# WHAT YOU SHOULD DO:
Below are lines of data; restate word for word those running from the line containing "If you could locate the limestone" to the line containing "If you could locate the boat outrigger", inclusive, and no others.

# DATA IN THIS EXERCISE:
= Beginning of Section =
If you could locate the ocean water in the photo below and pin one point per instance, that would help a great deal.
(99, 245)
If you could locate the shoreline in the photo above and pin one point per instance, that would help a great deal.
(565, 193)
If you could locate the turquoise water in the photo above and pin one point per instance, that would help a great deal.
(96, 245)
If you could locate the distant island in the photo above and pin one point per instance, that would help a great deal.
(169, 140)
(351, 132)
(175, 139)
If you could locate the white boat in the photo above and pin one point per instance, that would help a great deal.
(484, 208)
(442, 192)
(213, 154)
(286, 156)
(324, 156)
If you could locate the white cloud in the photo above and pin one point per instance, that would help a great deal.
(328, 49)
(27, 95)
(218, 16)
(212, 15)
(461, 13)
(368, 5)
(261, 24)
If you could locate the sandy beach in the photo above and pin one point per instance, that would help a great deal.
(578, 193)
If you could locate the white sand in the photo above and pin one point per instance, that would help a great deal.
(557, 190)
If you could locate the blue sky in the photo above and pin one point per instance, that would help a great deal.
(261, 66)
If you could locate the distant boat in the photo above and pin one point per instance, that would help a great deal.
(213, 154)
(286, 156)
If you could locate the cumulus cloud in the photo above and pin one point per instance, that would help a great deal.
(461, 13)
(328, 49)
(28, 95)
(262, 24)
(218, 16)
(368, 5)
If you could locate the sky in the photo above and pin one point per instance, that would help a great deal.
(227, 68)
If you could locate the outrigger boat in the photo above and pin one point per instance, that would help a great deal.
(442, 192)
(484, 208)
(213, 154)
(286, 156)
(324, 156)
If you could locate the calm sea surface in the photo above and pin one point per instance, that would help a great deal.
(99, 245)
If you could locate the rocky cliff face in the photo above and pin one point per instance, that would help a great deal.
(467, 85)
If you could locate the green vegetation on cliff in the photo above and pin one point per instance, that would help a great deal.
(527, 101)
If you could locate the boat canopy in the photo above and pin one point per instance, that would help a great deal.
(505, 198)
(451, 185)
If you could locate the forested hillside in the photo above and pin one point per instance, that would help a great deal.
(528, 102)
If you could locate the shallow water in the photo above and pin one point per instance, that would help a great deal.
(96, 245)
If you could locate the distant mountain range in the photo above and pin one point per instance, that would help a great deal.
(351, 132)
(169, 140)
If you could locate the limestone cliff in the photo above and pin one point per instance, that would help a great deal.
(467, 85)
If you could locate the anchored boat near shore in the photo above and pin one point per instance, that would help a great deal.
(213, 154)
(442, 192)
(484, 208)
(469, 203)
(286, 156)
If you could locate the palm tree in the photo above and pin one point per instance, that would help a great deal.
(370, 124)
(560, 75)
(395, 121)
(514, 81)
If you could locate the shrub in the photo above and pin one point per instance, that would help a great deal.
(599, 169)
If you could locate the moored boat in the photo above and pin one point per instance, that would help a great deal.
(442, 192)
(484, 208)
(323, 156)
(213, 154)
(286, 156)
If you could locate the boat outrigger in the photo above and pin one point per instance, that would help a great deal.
= End of Section =
= Beginning of Section =
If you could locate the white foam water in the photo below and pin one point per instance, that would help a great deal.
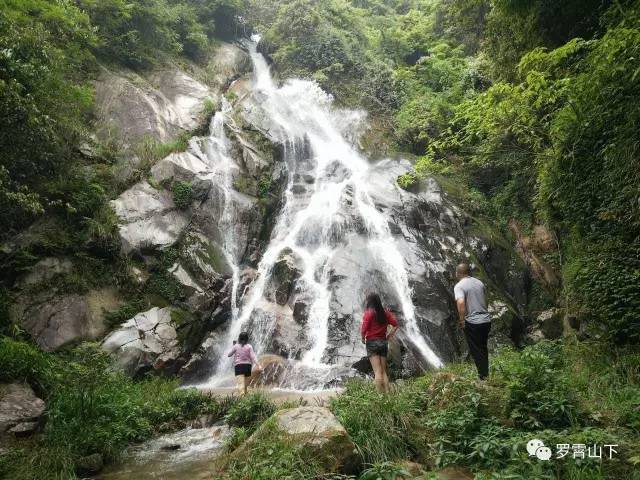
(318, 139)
= End of Section =
# ANSWER SPACE:
If you could locate the limestone cliff in the photo above and pin one point per instance, that would help a great deal.
(467, 85)
If you could locate the anchored boat near shore in the photo above and pin one point per instance, that would help a great deal.
(213, 154)
(442, 192)
(484, 208)
(469, 203)
(286, 156)
If you could locate the palm tree in the photo above and pin one point per instance, that would help a great deal.
(370, 124)
(560, 75)
(395, 121)
(514, 81)
If you could locate the shrub in the photo above and pin one point per instance, that would help a great deal.
(599, 169)
If you could locate the moored boat in the photo above and pin one point per instance, that would help a great deal.
(442, 192)
(484, 208)
(323, 156)
(213, 154)
(286, 156)
If you could locate the boat outrigger in the photo above and pin one point per instance, that would help a great deal.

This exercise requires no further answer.